* [WHAT IS NEEDED]: Copy the records below, replacing "service" with "tool" and changing nothing else. Leave out the pictures.
Start of STORED ROWS
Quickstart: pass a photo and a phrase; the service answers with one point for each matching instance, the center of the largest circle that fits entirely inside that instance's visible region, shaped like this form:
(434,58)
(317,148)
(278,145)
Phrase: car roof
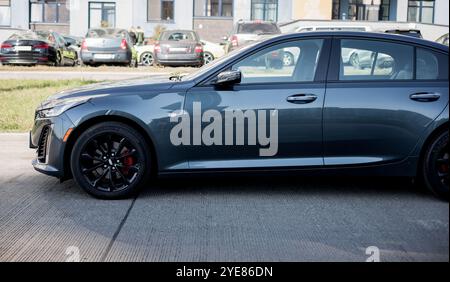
(362,34)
End of STORED ROWS
* [REPLY TO THE EXERCISE]:
Quickstart: pass a photo and a phrase; the tool answers with one point for each matching instance, the center of the largest circle that fits entirely inside that instance's visible region, shaped like this form:
(434,58)
(317,148)
(278,145)
Phrase: car roof
(362,34)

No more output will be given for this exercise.